BEGIN MATERIAL SUPPLIED

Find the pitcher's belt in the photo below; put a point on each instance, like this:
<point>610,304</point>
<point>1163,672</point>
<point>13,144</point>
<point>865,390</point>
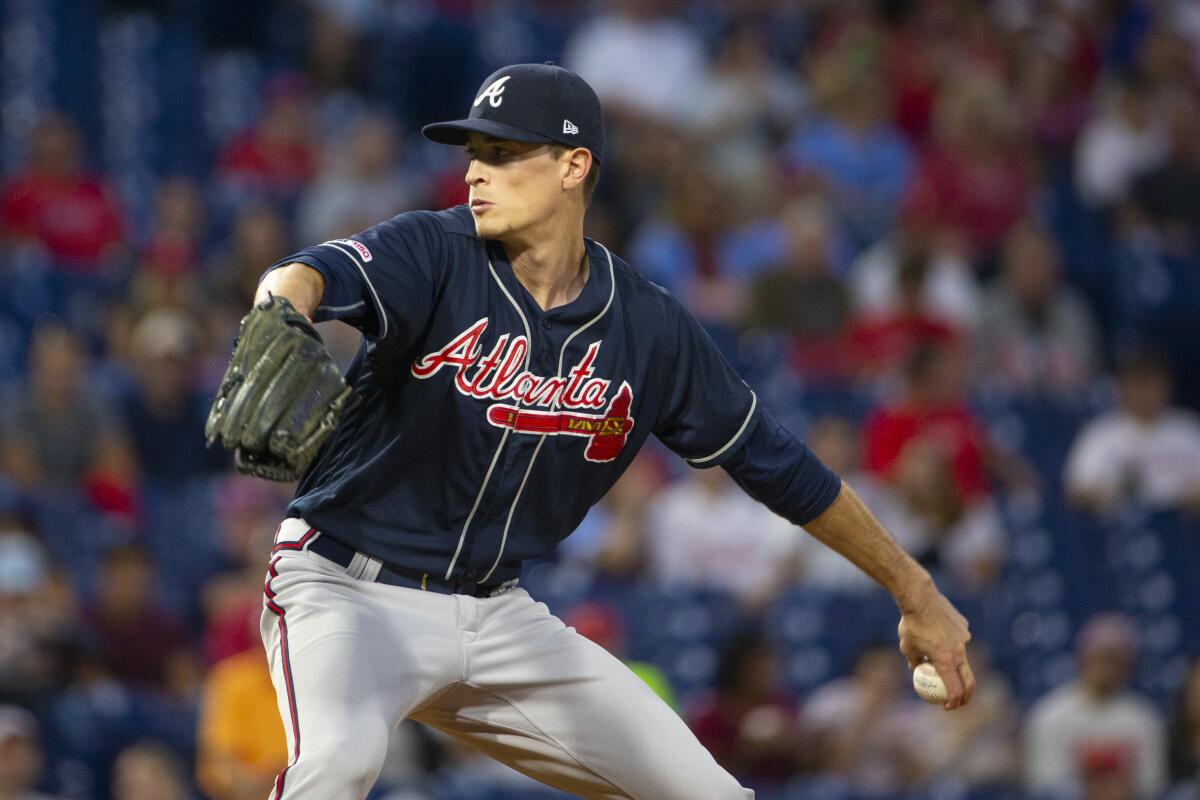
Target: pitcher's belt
<point>394,575</point>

END MATERIAL SUPPLIED

> _REQUEST_
Each entry shown above must be quoted exactly, with its pictures left out.

> _WRITTEN SOLUTION_
Find the pitcher's belt in the photo below; put a point on each instance, like this:
<point>610,304</point>
<point>1163,672</point>
<point>13,144</point>
<point>865,390</point>
Target: pitcher's belt
<point>394,575</point>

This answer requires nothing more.